No outro dia, em conversa com uma amiga, ela dizia-me que tinha dificuldade com compromissos porque vive constantemente na expetativa de que a próxima experiência, relação, viagem seja melhor e por isso não se permite aproveitar a experiência que está a viver no momento.
Aquilo que ela considera um traço de personalidade seu, eu considero que é uma consequência da sociedade de hoje.
Encontrar satisfação numa sociedade insatisfeita não é uma tarefa fácil, implica ir contra a corrente de uma cultura que fomenta o descontentamento, implica apercebemo-nos que somos influenciados, muito mais vezes do que aquelas que gostamos de admitir, não nos deixando levar por estímulos e promessas de uma felicidade futura: na próxima compra, na próxima promoção, na próxima viagem é que vou ser realmente feliz.
Esta sensação de ansiedade não é de agora, mas tem vindo a intensificar-se ao longo das últimas gerações: António Variações já a descrevia esta ansiedade e inadequação na sua canção Estou além:
“Esta insatisfação
não consigo compreender
Sempre esta sensação
Que estou a perder”
Passo 38 anos, esta letra continua a fazer tanto sentido como em 1983 quando a canção foi lançada.
Estamos treinados para sentir insatisfação constante, persuadidos a uma busca incessante pela felicidade fora de nós. Acreditamos que a concretização dos nossos desejos nos trará a prometida felicidade, mas uma vez concretizados os desejos, percebemos que afinal nos sentimos igualmente infelizes e insatisfeitos.
Estamos presos na armadilha do ego que quer concretizar desejos e acumular conquistas, o que na realidade só nos afasta da felicidade e perpetua o sentimento de inadequação e vazio.
Será possível sair desta armadilha? Será possível uma reeducação de valores que nos ensinem que a verdadeira satisfação não depende de nada exterior e depende única e exclusivamente da forma como nos relacionamos com o nosso mundo interior?
A perspetiva oriental e o Yoga
Muito do pensamento oriental é baseado nesta ideia de que o caminho da felicidade é o retorno ao essencial, de que a simplicidade é a maior das virtudes e que quanto mais nos deixamos conduzir com o fluxo natural da vida mais harmonia e satisfação experienciamos.
A filosofia do Yoga também toca neste ponto e ensina o praticante a cultivar santosha ou o contentamento. Santosha é um dos princípios éticos do Yoga, algo que surge como consequência do progresso na prática, e do caminho de autoconhecimento em geral.
Este princípio é mencionado nos Yoga Sutras, uma coleção de aforismos que reúne o conhecimento e sintetiza a sabedoria do Yoga desde as tradições mais antigas:
“Do contentamento vem a obtenção da mais elevada felicidade [bem-estar].”
Yoga Sutras de Patanjali, II, 42.
O Yoga é um sistema completo que abrange vários caminhos que nos levam ao autoconhecimento e a descobrir outras formas de estar e percecionar o mundo.

INFORMAÇÃO FORNECIDA:
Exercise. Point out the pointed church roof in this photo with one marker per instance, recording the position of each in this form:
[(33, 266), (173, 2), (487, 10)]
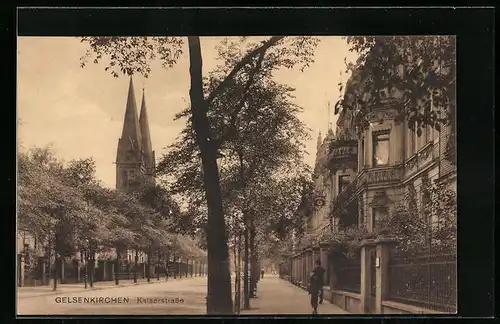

OBJETIVO: Prolonga o texto sobre a insatisfação e o contentamento, começando logo a seguir à sua última frase. A listagem provém de outra fonte.

RESPOSTA ESCRITA:
O caminho de autoestudo mais conhecido é o do corpo físico e aí se inserem as posturas físicas que conhecemos, mas existem outros caminhos que se intersectam na viagem pelo Yoga: a respiração, a contemplação e observação e ainda o estudo de textos antigos que nos revelam a importância de cultivar alguns valores éticos e morais, como é o caso de Santosha, a arte de ser contente.
E antes de aprofundar este tema importa deixar um aviso: não confundir contentamento com conformismo. Santosha não é aceitar todas as situações nem ser feliz a toda a hora. Esta arte quando cultivada de forma regular permite-nos encontrar harmonia no meio do caos, ao ganharmos consciência que todos os acontecimentos são passageiros e servem de aprendizagem. Ao cultivarmos Santosha na nossa vida, ganhamos uma maior auto-consciência, restando menos tempo e disponibilidade para alimentarmos emoções como a raiva, a tristeza ou a frustração.
Claro que todas estas emoções são naturais, e o que se pretende não é deixar de senti-las, mas não ficarmos presos às mesmas. Ao mesmo tempo, ao praticarmos Santosha deixamos de recorrer a algo exterior – bens materiais ou pessoas – para evitar esse desconforto pessoal, porque reconhecemos que o nosso estado interno de alegria é o único que nos pode tirar desse vazio.
Como cultivar o contentamento?
Há diversas formas de cultivar o contentamento. Podemos praticar as posturas de yoga, respiração profunda e meditação para manter a nossa energia vital equilibrada e a mente tranquila – ferramentas essas que nos ajudam a experienciar um estado de contentamento.
Podemos praticar a gratidão, saber valorizar o que somos e o que temos ajuda a sentirmo-nos em paz. O contentamento surge dos momentos em que nos sentimos em harmonia com a vida. Quando estamos livres de desejos e sem pressa de viver o futuro conseguimos estar em uníssono com o momento presente. Ao ser consciente destes momentos, podemos fortalecer e expandir essa sensação no tempo, mesmo quando experienciamos algum tipo de caos e desarmonia, podemos retornar a este sentimento e encontrar novamente um lugar de paz interior.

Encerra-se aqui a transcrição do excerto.